◆ 記述問題 A: 審査講評のうち、「最優秀賞となった[第2名古屋」から始まり「と増えることを願っています。」で終わる部分を、一字も変えずに書き出してください。
◆ 記述問題 B: 審査講評によると、最優秀賞となった作品は何か。
◆ 記述問題 C: 審査講評の最後の文を受けて、その続きを書き継げ。

IPA2025 審査結果発表

審査講評  
原 兆英 審査委員長
原 兆英(第4回IPA特別審査員賞受賞)
 2025年、本賞に多数の力作を寄せていただいことに心より感謝申し上げます。今年の応募作は、「高齢化社会」「サステナビリティ」「インフラの老朽化」といった、現代社会が直面する社会資本の減衰という重いテーマに真摯に向き合ったコンセプトが多数を占め、未来への強い責任感を感じました。
 最優秀賞となった[第2名古屋三交ビル]は、中規模ビルであっても高層ビルの都市化に引けをとらない可能性を求めつつ、屋内公開空地のデザインとして、土地の有効活用と公共空間の可能性を見事に提示しました。しかし、ここで私たちが改めて問いたいのは、インテリアデザインがもつ真の力です。
 今日のデザイン課題の多くが、建築計画という大きなフレームから発想されています。確かに、最優秀作のように社会変革に直結する開発や建築プロジェクトは重要です。しかし、本来インテリアデザインが担う役割は、内部空間における「関係性のデザイン」、つまり社会や人間と結びつくことであり、建築の制約下でクリエイティブな幅が狭まるものであってはなりません。私たちが期待するのは、「小さな空間」がもつ無限の可能性です。たとえ一室、あるいは一角のデザインであっても、既存の建築や社会のシステムを転換させる近未来への有用な解や深い示唆を内包できるはずであり、そうした応募がもっと増えることを願っています。

◆ 資料:

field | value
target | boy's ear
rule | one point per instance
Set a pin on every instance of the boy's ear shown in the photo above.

◆ 解答 A:
最優秀賞となった[第2名古屋三交ビル]は、中規模ビルであっても高層ビルの都市化に引けをとらない可能性を求めつつ、屋内公開空地のデザインとして、土地の有効活用と公共空間の可能性を見事に提示しました。しかし、ここで私たちが改めて問いたいのは、インテリアデザインがもつ真の力です。
 今日のデザイン課題の多くが、建築計画という大きなフレームから発想されています。確かに、最優秀作のように社会変革に直結する開発や建築プロジェクトは重要です。しかし、本来インテリアデザインが担う役割は、内部空間における「関係性のデザイン」、つまり社会や人間と結びつくことであり、建築の制約下でクリエイティブな幅が狭まるものであってはなりません。私たちが期待するのは、「小さな空間」がもつ無限の可能性です。たとえ一室、あるいは一角のデザインであっても、既存の建築や社会のシステムを転換させる近未来への有用な解や深い示唆を内包できるはずであり、そうした応募がもっと増えることを願っています。

◆ 解答 B: 第2名古屋三交ビル

◆ 解答 C:
 社会課題の解決は、巨大なインフラからではなく、人が日々触れる最小単位の空間から生まれる新しい振る舞いや気づきによってこそ成し遂げられます。来たるべき未来に向け、インテリアデザインがその本質的な役割を深く掘り下げ、新たな価値を創造する担い手となることを強く期待します。
 
池貝知子 審査委員
池貝知子(株式会社アイケイジ―代表取締役)
 今回、インテリアプランニングアワードの審査に初めて参加し、全体を通じて建築デザインと内装デザインの境界がより溶け合い、両者の距離が縮まっていることを強く感じました。
 最優秀賞に選ばれた第⼆名古屋三校ビルは、地域材である三重県産の⽊材を使⽤し、家具から発⽣したかのように空間全体へと広がっていくインテリアを実現しています。⾼さ10 メートルのダイナミックなエントランスは、美しい曲線が連続し、外から⾒ても巨⼤なアートのようで、内部に⼊れば椅⼦が有機的に伸びて、壁から天井を覆って森の空気を醸すかのようです。照明効果とシームレスな構成が相まって、シンプルに⾒えながらも完成度の⾼い作品でした。
 さらに、建築から内装へと影響を与えるのではなく、⼈の⼿が触れる家具というスケールから空間を⽴ち上げている点が、まさにインテリアプランニングアワードにふさわしいと感じました。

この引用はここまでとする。